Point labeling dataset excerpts
* start *
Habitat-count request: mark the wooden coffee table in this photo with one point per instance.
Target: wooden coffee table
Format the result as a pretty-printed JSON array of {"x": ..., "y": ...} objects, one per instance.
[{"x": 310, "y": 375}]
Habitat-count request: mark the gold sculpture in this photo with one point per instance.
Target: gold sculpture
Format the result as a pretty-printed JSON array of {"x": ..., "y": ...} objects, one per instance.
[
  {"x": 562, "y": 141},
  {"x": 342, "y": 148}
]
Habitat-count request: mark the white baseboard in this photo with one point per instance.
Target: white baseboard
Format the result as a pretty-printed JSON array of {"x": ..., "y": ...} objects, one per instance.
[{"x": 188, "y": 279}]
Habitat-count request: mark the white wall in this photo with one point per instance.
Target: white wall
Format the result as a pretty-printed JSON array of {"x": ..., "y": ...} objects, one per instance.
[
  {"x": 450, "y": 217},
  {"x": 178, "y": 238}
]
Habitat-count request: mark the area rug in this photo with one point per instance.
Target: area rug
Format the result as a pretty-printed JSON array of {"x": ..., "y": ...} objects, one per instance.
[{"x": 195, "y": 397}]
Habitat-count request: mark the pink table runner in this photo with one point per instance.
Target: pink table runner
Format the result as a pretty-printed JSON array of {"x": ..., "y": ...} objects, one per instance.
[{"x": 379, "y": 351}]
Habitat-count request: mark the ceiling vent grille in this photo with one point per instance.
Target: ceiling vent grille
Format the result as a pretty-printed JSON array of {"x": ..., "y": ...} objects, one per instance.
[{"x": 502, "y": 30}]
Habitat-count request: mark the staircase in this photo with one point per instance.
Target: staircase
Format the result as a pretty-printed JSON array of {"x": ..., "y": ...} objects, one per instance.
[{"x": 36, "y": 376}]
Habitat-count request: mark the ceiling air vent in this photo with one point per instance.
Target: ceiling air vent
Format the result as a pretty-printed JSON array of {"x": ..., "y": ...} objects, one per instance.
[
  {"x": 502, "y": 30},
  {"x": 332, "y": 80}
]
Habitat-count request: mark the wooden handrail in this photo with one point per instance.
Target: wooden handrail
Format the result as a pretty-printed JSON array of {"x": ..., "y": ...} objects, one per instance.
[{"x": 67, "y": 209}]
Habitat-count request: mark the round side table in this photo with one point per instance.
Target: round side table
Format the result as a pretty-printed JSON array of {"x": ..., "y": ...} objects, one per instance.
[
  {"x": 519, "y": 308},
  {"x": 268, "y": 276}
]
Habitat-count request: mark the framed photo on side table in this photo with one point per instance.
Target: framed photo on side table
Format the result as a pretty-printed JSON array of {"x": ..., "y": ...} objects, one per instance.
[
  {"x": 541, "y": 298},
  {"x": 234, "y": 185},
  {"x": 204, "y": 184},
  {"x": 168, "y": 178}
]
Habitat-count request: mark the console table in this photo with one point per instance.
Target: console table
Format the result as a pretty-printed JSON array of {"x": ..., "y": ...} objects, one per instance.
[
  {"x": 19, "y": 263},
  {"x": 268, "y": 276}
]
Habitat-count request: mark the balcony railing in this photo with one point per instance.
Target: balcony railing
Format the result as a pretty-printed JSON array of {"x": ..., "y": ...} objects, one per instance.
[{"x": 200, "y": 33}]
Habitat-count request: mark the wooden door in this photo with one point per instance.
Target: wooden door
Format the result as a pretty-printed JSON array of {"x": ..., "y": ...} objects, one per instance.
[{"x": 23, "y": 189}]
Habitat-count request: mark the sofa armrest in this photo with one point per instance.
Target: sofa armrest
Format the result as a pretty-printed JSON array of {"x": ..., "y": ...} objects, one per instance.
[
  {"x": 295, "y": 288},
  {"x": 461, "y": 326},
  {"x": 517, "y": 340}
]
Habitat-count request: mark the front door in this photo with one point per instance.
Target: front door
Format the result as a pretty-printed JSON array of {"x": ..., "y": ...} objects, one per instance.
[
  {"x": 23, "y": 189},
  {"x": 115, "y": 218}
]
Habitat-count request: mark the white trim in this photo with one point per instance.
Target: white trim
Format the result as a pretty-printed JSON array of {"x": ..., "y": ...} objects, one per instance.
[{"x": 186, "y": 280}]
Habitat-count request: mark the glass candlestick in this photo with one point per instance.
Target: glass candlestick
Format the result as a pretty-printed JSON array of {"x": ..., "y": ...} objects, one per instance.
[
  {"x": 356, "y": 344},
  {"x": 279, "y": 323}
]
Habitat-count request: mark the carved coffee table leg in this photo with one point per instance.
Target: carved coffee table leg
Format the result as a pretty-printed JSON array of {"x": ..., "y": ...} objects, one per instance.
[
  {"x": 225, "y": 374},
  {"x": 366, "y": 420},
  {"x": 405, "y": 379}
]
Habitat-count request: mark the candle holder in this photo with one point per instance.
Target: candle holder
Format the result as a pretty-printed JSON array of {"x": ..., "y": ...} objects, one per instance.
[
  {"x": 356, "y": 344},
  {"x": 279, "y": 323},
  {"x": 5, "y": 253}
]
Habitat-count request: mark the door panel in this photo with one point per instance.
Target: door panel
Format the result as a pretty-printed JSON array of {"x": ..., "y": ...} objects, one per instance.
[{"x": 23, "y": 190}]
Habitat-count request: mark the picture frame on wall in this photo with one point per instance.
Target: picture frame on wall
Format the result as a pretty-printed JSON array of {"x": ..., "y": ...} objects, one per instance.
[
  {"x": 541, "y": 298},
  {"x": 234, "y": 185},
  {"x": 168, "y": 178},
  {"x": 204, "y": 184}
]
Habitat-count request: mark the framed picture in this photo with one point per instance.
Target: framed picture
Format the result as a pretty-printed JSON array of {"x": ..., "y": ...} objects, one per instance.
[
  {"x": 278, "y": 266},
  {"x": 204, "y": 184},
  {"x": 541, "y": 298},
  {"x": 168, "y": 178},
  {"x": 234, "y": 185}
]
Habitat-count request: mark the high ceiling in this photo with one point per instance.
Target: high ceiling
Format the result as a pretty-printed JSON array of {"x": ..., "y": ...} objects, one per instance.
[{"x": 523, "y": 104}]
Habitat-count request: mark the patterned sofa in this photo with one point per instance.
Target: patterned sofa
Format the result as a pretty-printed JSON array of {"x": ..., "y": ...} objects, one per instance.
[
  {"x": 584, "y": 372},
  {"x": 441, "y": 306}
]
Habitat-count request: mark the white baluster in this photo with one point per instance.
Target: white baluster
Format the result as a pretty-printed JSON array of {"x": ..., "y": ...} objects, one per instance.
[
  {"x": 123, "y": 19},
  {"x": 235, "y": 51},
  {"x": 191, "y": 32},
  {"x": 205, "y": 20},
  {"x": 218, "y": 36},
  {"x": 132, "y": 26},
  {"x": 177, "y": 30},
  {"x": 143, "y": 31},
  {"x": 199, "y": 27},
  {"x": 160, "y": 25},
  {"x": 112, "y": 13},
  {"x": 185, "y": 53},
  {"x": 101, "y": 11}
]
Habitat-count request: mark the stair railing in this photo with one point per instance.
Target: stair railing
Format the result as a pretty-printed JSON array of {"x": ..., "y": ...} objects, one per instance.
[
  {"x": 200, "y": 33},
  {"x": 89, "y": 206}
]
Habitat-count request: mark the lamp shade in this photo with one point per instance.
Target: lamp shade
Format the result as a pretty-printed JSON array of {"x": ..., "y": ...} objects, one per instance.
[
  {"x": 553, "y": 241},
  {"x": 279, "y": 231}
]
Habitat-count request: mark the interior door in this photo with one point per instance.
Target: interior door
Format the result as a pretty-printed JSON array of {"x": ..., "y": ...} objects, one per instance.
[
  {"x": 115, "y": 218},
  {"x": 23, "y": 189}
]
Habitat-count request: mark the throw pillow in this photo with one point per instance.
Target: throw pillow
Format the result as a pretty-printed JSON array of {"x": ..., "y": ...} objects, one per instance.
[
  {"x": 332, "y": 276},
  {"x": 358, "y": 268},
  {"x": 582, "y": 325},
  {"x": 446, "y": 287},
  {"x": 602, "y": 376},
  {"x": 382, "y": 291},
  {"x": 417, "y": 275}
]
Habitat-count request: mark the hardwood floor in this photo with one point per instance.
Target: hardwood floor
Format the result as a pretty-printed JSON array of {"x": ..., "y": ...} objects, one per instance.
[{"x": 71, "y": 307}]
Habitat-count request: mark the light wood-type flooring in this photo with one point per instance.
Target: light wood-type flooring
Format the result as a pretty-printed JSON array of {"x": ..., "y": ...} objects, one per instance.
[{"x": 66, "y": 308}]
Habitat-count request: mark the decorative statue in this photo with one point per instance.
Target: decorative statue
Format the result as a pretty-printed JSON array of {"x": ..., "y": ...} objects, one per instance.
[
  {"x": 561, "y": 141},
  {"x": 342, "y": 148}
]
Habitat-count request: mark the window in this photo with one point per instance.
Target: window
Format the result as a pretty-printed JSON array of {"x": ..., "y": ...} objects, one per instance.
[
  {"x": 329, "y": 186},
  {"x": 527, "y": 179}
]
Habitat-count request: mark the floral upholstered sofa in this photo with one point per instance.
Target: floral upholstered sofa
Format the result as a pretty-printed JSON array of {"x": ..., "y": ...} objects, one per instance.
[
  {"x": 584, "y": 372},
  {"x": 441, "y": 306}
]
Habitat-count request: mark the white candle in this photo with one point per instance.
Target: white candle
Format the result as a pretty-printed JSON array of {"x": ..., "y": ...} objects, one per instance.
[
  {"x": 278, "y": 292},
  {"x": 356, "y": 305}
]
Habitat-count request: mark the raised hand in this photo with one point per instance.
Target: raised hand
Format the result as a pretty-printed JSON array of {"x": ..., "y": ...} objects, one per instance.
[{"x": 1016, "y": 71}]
* end *
* start *
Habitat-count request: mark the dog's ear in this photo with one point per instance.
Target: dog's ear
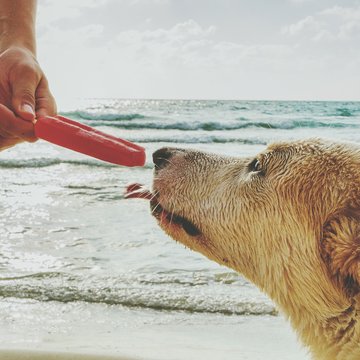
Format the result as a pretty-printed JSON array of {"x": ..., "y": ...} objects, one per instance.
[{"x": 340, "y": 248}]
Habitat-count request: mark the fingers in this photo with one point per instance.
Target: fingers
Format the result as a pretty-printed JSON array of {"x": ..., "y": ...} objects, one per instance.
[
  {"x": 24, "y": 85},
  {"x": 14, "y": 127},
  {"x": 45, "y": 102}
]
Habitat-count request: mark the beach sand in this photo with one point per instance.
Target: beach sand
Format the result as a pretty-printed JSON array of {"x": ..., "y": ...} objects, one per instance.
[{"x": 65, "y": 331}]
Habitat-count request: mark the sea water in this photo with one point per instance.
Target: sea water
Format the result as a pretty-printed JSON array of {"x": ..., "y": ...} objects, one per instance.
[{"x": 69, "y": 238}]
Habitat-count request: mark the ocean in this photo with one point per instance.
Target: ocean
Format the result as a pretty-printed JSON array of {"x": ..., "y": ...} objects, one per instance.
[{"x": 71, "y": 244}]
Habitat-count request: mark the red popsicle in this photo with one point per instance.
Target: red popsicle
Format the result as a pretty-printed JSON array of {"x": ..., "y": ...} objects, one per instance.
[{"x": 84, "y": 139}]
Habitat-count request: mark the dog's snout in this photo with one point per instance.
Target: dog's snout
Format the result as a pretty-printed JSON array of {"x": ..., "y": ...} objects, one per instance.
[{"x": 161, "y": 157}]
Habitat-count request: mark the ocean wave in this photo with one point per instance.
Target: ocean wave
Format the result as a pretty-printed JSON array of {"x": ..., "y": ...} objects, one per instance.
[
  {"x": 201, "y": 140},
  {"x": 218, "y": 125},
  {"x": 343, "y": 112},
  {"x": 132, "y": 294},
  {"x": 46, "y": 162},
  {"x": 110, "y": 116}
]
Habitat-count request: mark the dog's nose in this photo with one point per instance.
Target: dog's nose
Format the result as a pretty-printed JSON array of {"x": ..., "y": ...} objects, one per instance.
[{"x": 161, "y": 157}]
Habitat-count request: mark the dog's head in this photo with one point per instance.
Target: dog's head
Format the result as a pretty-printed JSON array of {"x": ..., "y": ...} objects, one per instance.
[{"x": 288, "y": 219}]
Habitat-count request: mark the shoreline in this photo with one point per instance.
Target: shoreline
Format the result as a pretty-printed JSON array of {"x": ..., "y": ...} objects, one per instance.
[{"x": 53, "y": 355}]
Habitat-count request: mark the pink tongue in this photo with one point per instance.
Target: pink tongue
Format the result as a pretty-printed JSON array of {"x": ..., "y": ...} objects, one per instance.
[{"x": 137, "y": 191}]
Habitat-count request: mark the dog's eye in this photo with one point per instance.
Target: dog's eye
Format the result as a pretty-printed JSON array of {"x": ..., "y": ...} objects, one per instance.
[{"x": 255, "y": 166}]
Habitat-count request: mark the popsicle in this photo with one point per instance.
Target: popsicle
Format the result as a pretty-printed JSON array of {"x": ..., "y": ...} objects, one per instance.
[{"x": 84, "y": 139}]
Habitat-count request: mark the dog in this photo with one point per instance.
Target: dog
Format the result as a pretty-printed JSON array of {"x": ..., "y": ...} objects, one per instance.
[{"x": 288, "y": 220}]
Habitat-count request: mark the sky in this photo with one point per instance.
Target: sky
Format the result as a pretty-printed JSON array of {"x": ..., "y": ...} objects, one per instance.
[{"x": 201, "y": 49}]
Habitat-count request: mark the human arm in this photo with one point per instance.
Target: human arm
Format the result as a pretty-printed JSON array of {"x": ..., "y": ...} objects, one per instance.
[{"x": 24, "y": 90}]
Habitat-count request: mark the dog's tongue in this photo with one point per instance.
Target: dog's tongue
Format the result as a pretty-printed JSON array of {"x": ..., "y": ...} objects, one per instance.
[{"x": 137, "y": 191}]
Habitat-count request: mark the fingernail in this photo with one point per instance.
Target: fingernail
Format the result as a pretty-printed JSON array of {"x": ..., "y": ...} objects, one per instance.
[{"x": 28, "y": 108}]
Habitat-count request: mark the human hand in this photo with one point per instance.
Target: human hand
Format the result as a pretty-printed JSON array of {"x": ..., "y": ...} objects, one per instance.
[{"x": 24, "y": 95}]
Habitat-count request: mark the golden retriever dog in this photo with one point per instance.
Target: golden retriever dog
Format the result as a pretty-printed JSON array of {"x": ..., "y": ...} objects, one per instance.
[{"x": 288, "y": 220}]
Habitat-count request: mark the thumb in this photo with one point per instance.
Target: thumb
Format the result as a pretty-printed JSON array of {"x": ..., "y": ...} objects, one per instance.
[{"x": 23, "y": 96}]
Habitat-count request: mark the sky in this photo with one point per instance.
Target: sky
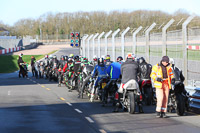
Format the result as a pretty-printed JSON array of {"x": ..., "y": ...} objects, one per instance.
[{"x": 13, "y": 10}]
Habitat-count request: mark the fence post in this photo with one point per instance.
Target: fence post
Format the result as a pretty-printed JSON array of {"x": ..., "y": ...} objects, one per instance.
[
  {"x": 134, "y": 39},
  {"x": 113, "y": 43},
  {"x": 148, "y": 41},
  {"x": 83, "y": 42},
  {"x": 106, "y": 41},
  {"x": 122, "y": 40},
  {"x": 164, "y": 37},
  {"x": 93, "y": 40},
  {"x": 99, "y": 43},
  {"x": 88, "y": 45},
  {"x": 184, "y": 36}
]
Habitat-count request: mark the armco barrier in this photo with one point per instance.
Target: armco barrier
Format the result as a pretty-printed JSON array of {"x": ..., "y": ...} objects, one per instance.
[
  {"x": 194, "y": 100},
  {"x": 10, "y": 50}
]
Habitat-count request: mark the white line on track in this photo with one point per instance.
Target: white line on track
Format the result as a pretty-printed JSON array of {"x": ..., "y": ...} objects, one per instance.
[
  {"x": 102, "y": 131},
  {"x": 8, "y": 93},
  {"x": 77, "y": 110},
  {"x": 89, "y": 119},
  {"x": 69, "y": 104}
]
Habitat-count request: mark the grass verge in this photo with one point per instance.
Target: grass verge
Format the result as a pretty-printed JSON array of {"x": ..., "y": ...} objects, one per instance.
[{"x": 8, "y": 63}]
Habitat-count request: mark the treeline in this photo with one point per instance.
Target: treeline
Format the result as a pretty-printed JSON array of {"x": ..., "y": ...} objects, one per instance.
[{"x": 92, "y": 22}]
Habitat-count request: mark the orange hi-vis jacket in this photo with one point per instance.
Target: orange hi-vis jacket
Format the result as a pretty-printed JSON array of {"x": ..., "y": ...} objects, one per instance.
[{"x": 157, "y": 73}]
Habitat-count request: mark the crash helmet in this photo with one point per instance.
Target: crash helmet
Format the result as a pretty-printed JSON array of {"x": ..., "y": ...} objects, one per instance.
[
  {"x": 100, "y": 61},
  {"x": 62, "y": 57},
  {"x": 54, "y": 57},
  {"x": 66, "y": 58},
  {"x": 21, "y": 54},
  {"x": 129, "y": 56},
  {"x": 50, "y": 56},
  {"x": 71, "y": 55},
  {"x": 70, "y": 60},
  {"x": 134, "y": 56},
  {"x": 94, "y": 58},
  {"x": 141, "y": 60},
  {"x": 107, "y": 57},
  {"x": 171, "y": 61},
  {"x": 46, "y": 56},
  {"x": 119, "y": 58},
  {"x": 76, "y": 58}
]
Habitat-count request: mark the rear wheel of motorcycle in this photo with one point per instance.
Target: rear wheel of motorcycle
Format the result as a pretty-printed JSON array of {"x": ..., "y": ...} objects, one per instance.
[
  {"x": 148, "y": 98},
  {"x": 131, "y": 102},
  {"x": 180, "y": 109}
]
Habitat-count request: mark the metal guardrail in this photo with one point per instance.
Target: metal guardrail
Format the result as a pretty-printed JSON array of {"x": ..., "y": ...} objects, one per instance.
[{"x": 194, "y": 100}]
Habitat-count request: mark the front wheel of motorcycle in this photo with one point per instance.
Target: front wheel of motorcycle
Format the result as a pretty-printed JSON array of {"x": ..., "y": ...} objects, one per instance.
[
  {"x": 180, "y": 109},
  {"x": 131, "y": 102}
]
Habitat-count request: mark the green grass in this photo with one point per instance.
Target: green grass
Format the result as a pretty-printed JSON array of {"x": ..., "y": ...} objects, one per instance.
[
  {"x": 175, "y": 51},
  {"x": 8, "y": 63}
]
* end *
■ TASK TO COMPLETE
Count the lines in the rows above that contain the word "human", and give only that number.

■ REPLY
4